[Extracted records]
= = =
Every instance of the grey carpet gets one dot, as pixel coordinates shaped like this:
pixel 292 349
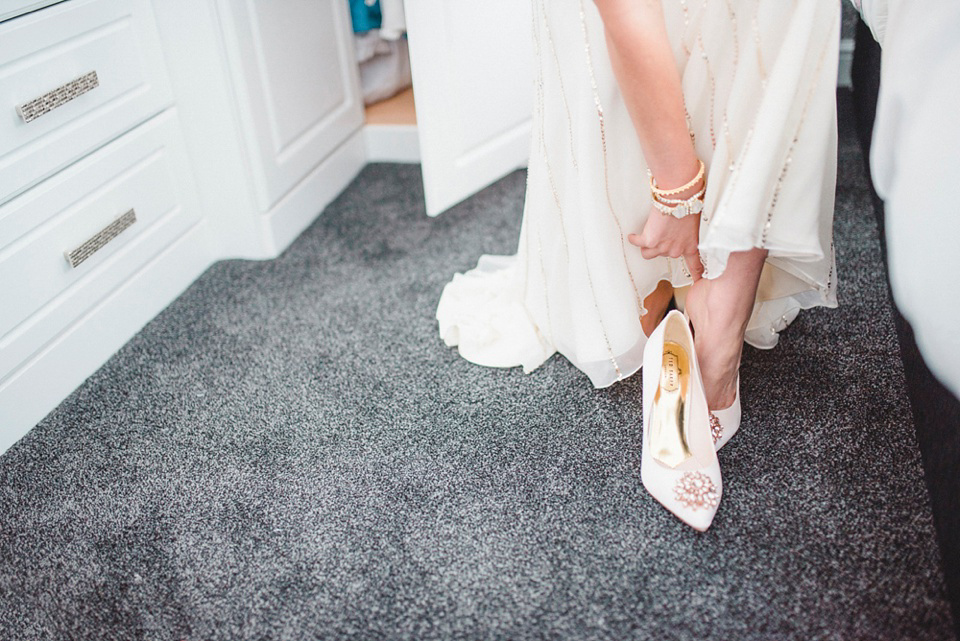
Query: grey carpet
pixel 289 452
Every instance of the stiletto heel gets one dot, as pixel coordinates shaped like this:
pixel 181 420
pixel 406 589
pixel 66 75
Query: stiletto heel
pixel 678 463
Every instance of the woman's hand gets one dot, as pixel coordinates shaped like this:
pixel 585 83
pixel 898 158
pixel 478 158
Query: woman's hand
pixel 665 235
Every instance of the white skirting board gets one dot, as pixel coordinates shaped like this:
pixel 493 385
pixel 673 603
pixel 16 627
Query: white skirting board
pixel 391 143
pixel 39 385
pixel 846 63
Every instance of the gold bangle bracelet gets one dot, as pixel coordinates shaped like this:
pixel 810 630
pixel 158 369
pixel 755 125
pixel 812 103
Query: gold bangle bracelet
pixel 669 192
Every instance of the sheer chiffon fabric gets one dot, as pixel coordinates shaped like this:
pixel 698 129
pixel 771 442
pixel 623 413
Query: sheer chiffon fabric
pixel 759 84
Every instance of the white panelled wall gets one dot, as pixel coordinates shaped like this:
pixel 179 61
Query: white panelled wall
pixel 226 127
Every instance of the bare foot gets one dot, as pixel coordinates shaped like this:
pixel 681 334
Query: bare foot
pixel 656 305
pixel 719 310
pixel 719 341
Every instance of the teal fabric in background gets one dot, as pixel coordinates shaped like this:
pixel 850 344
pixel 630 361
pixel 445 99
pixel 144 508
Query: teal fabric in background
pixel 365 15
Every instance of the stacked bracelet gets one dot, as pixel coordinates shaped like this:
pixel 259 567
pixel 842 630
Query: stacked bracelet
pixel 678 208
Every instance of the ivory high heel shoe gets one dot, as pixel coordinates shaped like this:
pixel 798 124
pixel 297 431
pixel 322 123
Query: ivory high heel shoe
pixel 678 463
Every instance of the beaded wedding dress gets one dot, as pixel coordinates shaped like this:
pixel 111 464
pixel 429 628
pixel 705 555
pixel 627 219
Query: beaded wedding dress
pixel 759 83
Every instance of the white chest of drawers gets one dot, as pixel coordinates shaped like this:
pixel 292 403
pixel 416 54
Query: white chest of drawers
pixel 100 225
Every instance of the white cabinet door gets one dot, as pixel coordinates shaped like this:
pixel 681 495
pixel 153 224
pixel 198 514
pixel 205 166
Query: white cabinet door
pixel 295 74
pixel 472 66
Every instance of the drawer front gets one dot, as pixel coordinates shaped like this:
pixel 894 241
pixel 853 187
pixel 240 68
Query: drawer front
pixel 72 77
pixel 109 214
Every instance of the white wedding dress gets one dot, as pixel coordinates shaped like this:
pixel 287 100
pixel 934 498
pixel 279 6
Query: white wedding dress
pixel 759 82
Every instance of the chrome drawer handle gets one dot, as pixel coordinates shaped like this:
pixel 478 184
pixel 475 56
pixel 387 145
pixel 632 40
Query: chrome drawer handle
pixel 101 238
pixel 60 96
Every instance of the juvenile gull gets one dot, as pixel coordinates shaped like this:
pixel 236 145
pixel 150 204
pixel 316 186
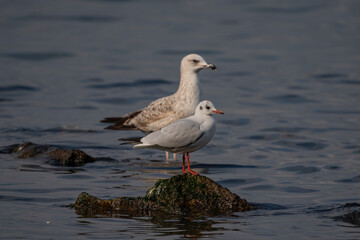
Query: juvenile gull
pixel 166 110
pixel 185 135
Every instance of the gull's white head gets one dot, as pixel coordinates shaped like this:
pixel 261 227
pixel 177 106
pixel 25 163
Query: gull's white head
pixel 206 108
pixel 194 63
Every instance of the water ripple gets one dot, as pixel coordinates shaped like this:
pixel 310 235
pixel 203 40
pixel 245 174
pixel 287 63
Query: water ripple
pixel 290 98
pixel 14 88
pixel 137 83
pixel 79 18
pixel 313 146
pixel 37 56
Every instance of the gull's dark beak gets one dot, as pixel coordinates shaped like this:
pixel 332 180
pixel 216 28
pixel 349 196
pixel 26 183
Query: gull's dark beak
pixel 211 66
pixel 218 112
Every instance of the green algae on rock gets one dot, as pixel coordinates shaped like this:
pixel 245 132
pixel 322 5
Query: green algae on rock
pixel 181 194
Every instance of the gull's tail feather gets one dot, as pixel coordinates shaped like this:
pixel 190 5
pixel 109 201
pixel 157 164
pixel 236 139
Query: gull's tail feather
pixel 121 123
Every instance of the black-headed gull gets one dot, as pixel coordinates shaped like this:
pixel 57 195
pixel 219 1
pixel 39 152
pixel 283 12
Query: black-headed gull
pixel 166 110
pixel 185 135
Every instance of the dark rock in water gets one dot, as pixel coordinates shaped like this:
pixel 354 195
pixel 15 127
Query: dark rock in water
pixel 179 195
pixel 353 216
pixel 57 156
pixel 27 149
pixel 188 193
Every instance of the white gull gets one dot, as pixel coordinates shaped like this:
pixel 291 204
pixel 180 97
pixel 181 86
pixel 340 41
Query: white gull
pixel 185 135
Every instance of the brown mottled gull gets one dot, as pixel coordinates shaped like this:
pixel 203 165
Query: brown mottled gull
pixel 166 110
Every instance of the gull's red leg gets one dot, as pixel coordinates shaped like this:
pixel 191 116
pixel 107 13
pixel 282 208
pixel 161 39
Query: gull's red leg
pixel 184 171
pixel 188 160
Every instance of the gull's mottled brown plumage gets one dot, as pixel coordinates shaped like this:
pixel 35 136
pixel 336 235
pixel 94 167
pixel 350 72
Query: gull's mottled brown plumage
pixel 166 110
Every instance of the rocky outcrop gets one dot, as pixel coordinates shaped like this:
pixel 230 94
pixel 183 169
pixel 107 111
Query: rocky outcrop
pixel 179 195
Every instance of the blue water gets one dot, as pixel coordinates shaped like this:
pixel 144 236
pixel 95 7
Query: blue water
pixel 288 80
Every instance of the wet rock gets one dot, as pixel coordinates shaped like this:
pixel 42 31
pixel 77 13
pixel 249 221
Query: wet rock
pixel 57 156
pixel 66 157
pixel 352 214
pixel 179 195
pixel 27 149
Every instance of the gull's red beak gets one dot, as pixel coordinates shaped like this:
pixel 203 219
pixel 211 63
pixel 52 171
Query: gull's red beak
pixel 218 112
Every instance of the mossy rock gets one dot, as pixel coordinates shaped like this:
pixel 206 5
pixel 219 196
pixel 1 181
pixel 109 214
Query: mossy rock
pixel 184 194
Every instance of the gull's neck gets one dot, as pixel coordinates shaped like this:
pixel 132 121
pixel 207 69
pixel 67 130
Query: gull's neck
pixel 189 86
pixel 188 94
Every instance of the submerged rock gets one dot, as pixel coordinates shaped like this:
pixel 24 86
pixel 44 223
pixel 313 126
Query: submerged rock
pixel 181 194
pixel 353 214
pixel 352 217
pixel 57 156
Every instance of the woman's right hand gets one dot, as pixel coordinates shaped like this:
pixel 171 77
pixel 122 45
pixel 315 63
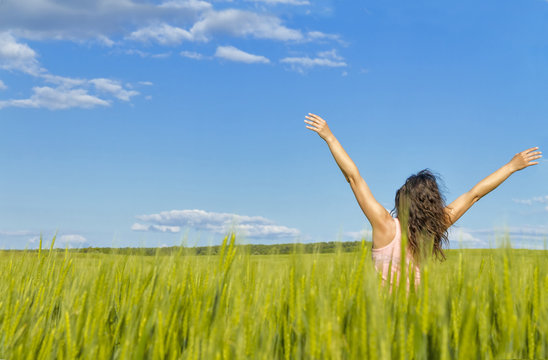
= = =
== WHAT THE EXERCISE ASKS ==
Set down, exactly as they stand above, the lines starting with the line with "pixel 240 68" and going on through the line with "pixel 236 145", and no others.

== TASK RESPONSE ==
pixel 240 68
Query: drawer front
pixel 72 77
pixel 109 214
Every instance of the white wedding dress gets one dot, as pixel coordinates shaped like this:
pixel 287 100
pixel 934 498
pixel 279 6
Query: white wedding dress
pixel 759 82
Every instance of the chrome drawer handle gets one dot, as pixel coordinates shaped like this:
pixel 478 184
pixel 475 56
pixel 387 145
pixel 632 40
Query: chrome drawer handle
pixel 101 238
pixel 60 96
Every instance of the juvenile gull gets one dot, as pixel coordinates shaped like this:
pixel 236 145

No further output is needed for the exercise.